[Start of section]
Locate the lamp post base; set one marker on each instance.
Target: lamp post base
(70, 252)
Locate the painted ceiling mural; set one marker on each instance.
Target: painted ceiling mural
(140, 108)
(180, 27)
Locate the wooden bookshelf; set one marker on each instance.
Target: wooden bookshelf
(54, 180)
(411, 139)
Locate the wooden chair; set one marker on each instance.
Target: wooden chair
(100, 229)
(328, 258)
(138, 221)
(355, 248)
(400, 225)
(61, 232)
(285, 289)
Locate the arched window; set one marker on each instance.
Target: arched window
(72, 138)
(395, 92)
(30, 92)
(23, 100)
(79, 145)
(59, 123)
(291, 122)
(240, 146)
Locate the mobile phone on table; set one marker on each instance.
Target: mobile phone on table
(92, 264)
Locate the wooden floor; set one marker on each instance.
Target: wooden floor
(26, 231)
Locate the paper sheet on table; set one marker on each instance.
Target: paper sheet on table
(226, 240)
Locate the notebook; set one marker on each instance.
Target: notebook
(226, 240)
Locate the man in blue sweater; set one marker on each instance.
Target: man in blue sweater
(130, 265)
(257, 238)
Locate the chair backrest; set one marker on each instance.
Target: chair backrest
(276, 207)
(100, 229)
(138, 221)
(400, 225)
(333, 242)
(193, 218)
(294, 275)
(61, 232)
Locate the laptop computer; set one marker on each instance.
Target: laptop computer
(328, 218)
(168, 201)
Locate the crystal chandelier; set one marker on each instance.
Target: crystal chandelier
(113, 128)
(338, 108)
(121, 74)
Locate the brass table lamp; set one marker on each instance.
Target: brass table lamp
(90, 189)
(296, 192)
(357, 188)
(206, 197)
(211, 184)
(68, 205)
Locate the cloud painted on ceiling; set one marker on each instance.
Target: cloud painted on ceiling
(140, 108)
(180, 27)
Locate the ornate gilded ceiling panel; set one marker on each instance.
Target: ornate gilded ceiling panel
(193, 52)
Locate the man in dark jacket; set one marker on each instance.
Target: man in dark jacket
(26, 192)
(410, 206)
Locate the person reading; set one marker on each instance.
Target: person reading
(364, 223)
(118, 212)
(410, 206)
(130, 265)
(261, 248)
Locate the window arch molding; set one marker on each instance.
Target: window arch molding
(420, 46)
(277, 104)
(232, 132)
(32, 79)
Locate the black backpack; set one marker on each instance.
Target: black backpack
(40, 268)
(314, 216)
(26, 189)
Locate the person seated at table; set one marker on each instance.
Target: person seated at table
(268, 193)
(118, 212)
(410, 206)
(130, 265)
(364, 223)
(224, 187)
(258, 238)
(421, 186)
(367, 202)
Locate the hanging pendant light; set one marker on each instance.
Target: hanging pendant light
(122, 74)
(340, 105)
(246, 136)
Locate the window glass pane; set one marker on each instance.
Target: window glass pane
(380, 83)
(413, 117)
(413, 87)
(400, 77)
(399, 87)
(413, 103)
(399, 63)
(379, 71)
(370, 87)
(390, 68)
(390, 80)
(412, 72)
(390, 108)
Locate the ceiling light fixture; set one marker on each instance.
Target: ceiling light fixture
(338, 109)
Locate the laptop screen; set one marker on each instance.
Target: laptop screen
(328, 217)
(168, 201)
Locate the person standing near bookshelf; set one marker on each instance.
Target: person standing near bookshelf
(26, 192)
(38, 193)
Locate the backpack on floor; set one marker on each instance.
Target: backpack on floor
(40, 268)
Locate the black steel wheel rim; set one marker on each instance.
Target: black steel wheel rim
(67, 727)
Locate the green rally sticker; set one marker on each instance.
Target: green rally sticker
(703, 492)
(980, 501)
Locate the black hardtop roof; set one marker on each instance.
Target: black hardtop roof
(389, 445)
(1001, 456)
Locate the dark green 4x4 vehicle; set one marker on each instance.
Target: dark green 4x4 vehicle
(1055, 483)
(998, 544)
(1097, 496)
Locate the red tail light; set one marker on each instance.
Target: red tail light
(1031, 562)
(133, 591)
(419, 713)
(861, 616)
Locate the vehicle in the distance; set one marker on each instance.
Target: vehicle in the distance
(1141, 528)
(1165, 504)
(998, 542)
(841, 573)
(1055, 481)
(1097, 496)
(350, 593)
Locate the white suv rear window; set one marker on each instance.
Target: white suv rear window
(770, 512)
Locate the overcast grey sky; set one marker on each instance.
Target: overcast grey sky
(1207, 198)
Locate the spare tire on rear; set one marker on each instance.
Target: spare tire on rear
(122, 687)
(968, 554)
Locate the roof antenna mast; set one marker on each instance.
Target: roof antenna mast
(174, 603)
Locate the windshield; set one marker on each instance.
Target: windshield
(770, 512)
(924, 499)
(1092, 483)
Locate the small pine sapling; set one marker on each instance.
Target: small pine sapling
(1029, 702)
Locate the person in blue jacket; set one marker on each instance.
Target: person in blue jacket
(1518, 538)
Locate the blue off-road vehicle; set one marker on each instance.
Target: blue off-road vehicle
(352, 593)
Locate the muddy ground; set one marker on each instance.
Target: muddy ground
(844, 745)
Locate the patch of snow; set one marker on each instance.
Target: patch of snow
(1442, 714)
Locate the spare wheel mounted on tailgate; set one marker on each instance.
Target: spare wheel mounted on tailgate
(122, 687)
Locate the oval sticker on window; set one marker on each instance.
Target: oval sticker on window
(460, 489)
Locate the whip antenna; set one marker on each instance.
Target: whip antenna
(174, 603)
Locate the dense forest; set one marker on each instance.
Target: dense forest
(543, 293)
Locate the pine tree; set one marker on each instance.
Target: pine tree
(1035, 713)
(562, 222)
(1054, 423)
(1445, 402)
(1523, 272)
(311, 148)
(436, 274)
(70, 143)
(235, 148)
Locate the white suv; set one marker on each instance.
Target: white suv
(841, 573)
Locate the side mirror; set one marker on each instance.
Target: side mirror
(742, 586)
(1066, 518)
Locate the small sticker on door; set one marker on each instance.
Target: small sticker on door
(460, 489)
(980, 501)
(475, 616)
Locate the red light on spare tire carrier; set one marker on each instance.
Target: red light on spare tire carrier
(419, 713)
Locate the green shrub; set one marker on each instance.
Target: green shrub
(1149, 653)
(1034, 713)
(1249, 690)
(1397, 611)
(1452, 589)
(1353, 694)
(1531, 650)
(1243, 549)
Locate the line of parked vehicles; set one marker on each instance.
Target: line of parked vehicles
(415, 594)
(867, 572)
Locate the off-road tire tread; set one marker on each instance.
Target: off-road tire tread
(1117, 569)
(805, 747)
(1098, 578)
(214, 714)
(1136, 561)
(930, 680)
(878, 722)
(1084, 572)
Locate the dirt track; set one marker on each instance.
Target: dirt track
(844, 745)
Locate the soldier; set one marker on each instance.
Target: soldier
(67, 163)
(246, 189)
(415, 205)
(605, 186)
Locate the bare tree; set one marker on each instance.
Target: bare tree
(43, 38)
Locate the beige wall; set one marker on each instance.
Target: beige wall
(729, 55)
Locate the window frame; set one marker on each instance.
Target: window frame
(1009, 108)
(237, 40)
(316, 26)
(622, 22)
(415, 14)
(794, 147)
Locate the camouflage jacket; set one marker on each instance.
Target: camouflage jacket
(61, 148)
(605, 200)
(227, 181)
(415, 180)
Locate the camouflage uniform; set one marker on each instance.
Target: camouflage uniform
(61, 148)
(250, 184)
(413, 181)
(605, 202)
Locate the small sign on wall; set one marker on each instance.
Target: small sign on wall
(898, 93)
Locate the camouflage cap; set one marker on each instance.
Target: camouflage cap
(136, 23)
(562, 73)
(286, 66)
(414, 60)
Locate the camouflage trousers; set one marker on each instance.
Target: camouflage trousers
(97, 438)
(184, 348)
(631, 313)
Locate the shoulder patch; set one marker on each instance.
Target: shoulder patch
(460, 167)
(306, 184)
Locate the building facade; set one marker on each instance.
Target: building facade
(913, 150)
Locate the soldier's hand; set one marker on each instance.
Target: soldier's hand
[End of section]
**Task statement**
Please transcribe the data above without changes, from its first line to its "Locate the arched" line, and leave out anything past that.

**Your solution**
Locate the lamp post base; set one marker on each instance.
Target: lamp post base
(70, 252)
Locate the painted ceiling mural; set one marker on each instance.
Target: painted ceiling mural
(140, 108)
(180, 27)
Locate the wooden bookshelf; set one marker on each instance.
Target: wooden bookshelf
(54, 180)
(411, 139)
Locate the wooden chair; set one marker on each instance.
Target: wooden chair
(100, 229)
(328, 258)
(138, 221)
(355, 248)
(400, 225)
(61, 232)
(285, 289)
Locate the arched window; set one marker on each instance.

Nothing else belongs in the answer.